:: Problem description ::
In the journal review, who won the Neilma Sidney Short Story Prize, and with which story?

:: Exercise text ::
======
Poetry and fiction are still a major presence in the new-look journal, and this issue, like its predecessors, includes the results of literary competitions.

The Neilma Sidney Short Story Prize, judged by Joshua Mostafa, Margo Lanagan and Hannah Kent, was won by ‘The Houseguest‘ by Jenah Shaw, a story that captures brilliantly the uneasy situation of a young person who has left home in the country to stay with a family in a big city.

The Judith Wright Poetry Prize had three winners, published here with notes from the judges – Michael Farrell, Toby Fitch and Ellen van Neerven, had three winners. Each of these excellent poems left me bemused more than anything else.

Then there are four short stories, which arrive like a reward for persevering: ‘Creek jumping‘ by Cade Turner-Mann, a tiny moment in a rural community that reflects and resists the impact of environmental degradation and colonisation; ‘Mermaid‘ by Gareth Hipwell, a borderline science fiction tale of eco-guilt; ‘Pinches‘ by Emily Barber, an abject tale of sexism; and ‘Urban gods‘ by Cherry Zheng, which could be a starting sketch for a dark fantasy/sci-fi television series.


Jonathan Green (editor), Meanjin Quarterly: The next 80 years, Volume 79 Issue 4 (Summer 2020)

Far from being a new broom, this issue of Meanjin celebrates its continuity with the journal’s past 80 years, reproducing Clem Christensen’s first editorial and featuring short pieces from each of his ten successors in the editorial chair. A powerful narrative emerges of a publication that has managed to survive and thrive in the face of serious challenges, and that has transformed itself many times over to meet the changing times.

Then there’s a stellar line-up of writers, many of them responding to the ‘Next 80 Years’ theme.
======
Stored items
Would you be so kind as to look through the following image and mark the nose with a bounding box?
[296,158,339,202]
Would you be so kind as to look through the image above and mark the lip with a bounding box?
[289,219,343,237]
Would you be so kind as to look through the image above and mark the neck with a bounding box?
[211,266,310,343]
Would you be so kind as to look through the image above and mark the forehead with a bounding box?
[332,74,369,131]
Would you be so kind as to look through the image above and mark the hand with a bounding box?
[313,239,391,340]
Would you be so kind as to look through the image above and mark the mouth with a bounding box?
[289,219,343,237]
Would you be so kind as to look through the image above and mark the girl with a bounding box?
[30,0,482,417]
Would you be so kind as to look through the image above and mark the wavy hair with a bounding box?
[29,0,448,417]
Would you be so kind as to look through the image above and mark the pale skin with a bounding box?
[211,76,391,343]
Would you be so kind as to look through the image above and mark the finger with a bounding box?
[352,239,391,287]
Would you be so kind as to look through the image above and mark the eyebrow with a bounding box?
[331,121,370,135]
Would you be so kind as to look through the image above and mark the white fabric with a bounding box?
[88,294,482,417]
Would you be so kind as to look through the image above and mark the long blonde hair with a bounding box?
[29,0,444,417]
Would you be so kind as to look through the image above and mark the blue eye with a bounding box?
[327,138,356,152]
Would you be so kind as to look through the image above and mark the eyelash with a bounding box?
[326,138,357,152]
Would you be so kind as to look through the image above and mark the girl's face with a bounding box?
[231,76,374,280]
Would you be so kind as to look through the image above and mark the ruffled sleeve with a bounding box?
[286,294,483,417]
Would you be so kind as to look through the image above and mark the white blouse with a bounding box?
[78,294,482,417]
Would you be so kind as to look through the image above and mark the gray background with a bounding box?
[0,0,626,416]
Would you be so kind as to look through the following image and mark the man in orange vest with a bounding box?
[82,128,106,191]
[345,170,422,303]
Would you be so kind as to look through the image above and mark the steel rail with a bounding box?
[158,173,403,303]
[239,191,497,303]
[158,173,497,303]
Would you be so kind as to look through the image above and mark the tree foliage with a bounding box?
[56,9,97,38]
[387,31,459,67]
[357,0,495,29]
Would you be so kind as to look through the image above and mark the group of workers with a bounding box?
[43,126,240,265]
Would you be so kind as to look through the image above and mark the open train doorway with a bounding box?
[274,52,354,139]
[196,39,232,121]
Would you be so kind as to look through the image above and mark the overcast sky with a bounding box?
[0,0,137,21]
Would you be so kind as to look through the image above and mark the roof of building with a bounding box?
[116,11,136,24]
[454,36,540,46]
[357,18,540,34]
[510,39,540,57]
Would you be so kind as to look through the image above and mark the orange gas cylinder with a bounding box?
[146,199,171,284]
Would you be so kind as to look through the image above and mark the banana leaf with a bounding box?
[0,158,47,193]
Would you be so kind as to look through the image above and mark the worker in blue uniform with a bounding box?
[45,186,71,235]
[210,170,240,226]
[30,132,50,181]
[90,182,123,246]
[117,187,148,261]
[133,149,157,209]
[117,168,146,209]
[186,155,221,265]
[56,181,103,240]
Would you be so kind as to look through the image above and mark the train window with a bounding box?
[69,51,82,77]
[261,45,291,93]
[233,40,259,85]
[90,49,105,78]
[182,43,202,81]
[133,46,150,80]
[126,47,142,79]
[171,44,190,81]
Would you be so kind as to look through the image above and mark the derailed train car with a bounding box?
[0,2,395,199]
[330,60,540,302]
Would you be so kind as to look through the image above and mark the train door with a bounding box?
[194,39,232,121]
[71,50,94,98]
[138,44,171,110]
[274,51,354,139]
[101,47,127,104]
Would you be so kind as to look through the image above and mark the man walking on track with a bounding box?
======
:: Exercise solution ::
Jenah Shaw won it with ‘The Houseguest’.